SELECTED EXTRACT
····················
I believe it. There's not a manufacturer on the planet that would suggest modifying their product like that. That in itself does not make the modification a bad one or even dangerous. I have compleely modified my 1998 SkiDoo Summit snowmobile to include machining out the bulkhead and adding 9 inches of suspension under it. Bombardier would have said "do not do it". Well after many years of pounding the chasis through the rough terrain in Alaska, I would say my capability in engineering my own modifications to the machine were more than safe and adequate and frankly an improvement on the original design for my particluar use. Additionally, I machined out the base of my Makita 3612 (?) and again, was not worried about it being a safety issue. Some of these things are common sense and sometimes you just need to consult an engineer. Both of which are easy to do. Finally, I did not hug and kiss. I was firm and vocal about my displeasure but at no point did I ever feel like I was being mistreated. That may be just my experience and obviously yours is different. I give Sommerfeld a thumbs up in customer service:sold:


----------



## bjg (Apr 26, 2018)
····················
SET TASK 1
In the forum post about modifying products, how many inches of suspension did the writer add under the snowmobile's bulkhead?
SET TASK 2
Condense the paragraph of the forum post about modifying products that opens with "I believe it." into a short bulleted list that keeps its main facts.
SET TASK 3
Carry on the forum thread about modifying products, starting right after its final line.
····················
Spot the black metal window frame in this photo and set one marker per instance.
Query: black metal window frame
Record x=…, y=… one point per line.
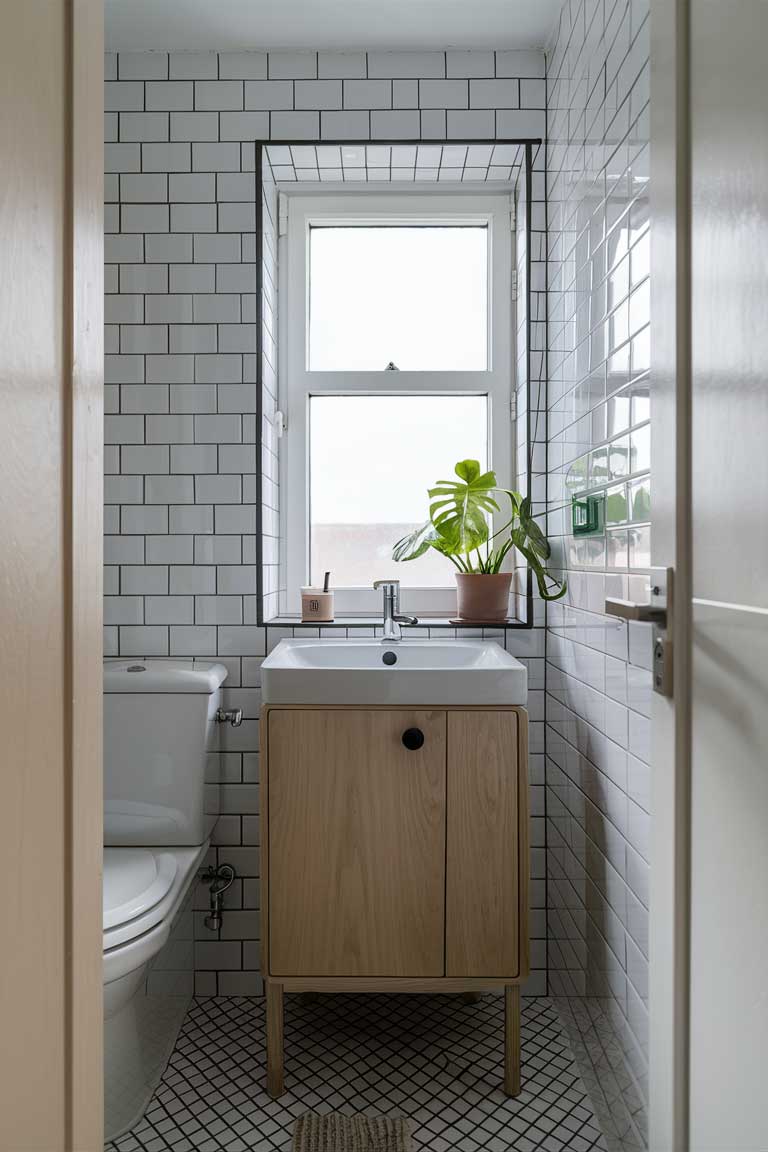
x=529, y=144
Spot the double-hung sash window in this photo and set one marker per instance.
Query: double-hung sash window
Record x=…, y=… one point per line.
x=395, y=362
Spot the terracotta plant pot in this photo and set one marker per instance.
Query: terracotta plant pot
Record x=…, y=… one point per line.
x=483, y=599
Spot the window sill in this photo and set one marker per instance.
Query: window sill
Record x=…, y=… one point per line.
x=369, y=622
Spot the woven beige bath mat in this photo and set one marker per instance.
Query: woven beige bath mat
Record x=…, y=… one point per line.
x=334, y=1132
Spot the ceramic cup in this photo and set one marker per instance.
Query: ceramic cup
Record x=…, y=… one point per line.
x=317, y=606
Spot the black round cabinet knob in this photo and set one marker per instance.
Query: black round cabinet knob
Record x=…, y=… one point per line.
x=412, y=739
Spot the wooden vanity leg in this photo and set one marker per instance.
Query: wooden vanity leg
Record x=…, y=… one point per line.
x=274, y=1010
x=512, y=1039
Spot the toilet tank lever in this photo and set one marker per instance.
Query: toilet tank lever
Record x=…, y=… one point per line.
x=230, y=715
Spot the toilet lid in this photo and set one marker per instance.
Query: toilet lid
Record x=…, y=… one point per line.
x=135, y=880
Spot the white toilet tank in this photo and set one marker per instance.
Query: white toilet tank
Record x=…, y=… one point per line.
x=160, y=751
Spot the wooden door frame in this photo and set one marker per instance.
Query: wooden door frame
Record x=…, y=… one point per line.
x=670, y=309
x=51, y=573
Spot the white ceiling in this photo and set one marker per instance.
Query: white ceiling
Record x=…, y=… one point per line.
x=374, y=24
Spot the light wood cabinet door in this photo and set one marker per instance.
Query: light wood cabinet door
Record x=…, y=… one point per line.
x=356, y=843
x=483, y=912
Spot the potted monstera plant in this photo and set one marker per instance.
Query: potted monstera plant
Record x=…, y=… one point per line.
x=459, y=527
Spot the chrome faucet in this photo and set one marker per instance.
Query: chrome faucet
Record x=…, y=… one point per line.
x=392, y=614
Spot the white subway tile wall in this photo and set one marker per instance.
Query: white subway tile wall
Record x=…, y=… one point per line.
x=598, y=677
x=181, y=373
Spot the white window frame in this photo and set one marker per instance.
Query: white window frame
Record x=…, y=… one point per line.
x=298, y=213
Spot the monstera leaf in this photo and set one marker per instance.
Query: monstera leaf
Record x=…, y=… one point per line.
x=459, y=509
x=535, y=538
x=419, y=542
x=461, y=515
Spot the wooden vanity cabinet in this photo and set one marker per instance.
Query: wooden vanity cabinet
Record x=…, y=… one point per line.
x=394, y=856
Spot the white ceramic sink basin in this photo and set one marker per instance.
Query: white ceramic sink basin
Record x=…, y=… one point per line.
x=364, y=672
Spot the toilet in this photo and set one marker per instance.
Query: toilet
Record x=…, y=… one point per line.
x=160, y=804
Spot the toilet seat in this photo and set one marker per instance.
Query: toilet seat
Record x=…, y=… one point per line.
x=142, y=887
x=135, y=880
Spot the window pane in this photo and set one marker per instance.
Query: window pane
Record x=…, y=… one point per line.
x=372, y=460
x=415, y=296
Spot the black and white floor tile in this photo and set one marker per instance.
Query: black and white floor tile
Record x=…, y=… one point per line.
x=435, y=1059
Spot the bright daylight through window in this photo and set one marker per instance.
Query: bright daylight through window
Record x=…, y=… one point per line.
x=396, y=364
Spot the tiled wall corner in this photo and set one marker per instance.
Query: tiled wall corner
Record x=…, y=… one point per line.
x=598, y=669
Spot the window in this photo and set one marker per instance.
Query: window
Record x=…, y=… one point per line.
x=395, y=363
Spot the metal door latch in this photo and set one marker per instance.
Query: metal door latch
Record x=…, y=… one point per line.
x=659, y=613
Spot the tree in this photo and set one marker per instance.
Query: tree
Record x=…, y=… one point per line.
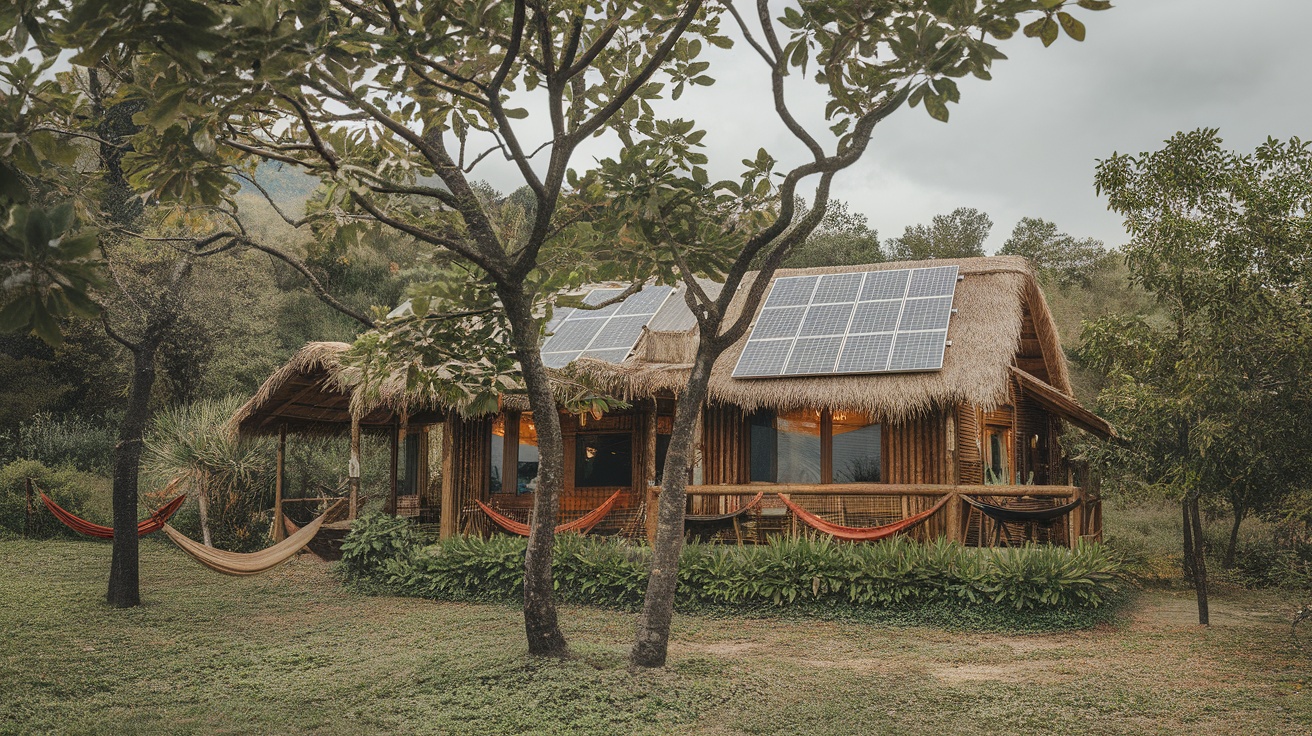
····················
FINAL ANSWER 1
9 inches.

FINAL ANSWER 2
- No manufacturer would recommend such a modification, but that alone doesn't make it bad or dangerous.
- The writer machined out the bulkhead of a 1998 SkiDoo Summit snowmobile and added 9 inches of suspension under it, against what Bombardier would have advised.
- After many years of hard use on rough Alaskan terrain, the writer considers those modifications safe, adequate and an improvement for that particular use.
- The writer also machined out the base of a Makita 3612 (?) without safety concerns.
- Some modifications are common sense; for others, consulting an engineer is easy.
- The writer complained firmly but never felt mistreated, and gives Sommerfeld a thumbs up for customer service.

FINAL ANSWER 3
Recently purchased the three piece top from Marc Sommerfeld. He was upfront with me regarding the issues mentioned and made several suggestions on how to eliminate the issues. He is also in the process of making a new table to avoid the issues discussed. He's selling out of what he currently has (at a significant savings) to make room for the new table. I haven't had any problems with mine and the end result of the things I have made using Marc's router table has been satisfying, and that's what really matters.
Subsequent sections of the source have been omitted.